**WHAT TO PRODUCE:** The data below should be restated word for word, with every picture omitted.

**DATA FOR THIS EXERCISE:**
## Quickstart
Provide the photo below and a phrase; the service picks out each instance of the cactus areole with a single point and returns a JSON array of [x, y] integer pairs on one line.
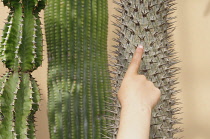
[[21, 52], [149, 23]]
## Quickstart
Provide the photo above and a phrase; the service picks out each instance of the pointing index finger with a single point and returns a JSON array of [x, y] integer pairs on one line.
[[136, 61]]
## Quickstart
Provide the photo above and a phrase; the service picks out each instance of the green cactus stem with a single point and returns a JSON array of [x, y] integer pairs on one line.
[[21, 52], [148, 22], [21, 45], [19, 101], [78, 78]]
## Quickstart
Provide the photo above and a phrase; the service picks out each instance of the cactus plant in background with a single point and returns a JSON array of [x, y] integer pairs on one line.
[[21, 52], [78, 78], [148, 22]]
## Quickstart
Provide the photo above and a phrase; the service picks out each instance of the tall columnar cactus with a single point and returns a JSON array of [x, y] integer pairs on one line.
[[21, 52], [78, 78], [148, 22]]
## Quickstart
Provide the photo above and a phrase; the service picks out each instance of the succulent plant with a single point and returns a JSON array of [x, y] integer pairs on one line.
[[149, 23], [21, 52], [78, 77]]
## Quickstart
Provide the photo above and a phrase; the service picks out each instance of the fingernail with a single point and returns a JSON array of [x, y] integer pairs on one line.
[[141, 46]]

**FINISHED EXERCISE:**
## Quickstart
Provide the photo below and a phrase; the service picks out each instance of the cactus areole with a single point and returns a JSON array of [x, y] integer pairs on one line.
[[21, 52], [149, 23]]
## Quickstart
Provide the photo above and a phrase; the service picks out each instance of the pointing index finger with a single point and returns a JSON array of [x, y] integer pairs on one line.
[[136, 61]]
## Quickstart
Provide the photo above and a phrase; the service picks out each instance of the green cactus stem with a single point and returns a JSON array of [x, y] integer pairs on one line.
[[21, 52], [148, 22], [21, 45], [19, 101], [78, 78]]
## Quickstart
Provide the photo above and a phrase; the service picks out each instance of the cactus plant in background with a single point and returns a JSON array of [x, y] integer pairs on one line.
[[21, 52], [78, 78], [148, 22]]
## Quickstart
Provide the photo above and a phrase; the service picks out each instance of the tall columnar cactus with a single point and returns a JSON array of [x, y] integer pairs on one line.
[[21, 52], [78, 78], [148, 22]]
## Quickstart
Provide the photo above and a phrase; the service picks out each instance of the succulent plant with a single point and returns a JSON array of [x, y] integer pairs on one line.
[[149, 23], [21, 52], [78, 77]]
## Quickstart
Provide the photo above and a phrase; the service picks out each instance of the fingernail with a single point and returns a JSON array of [x, y] integer pairs on one line.
[[141, 46]]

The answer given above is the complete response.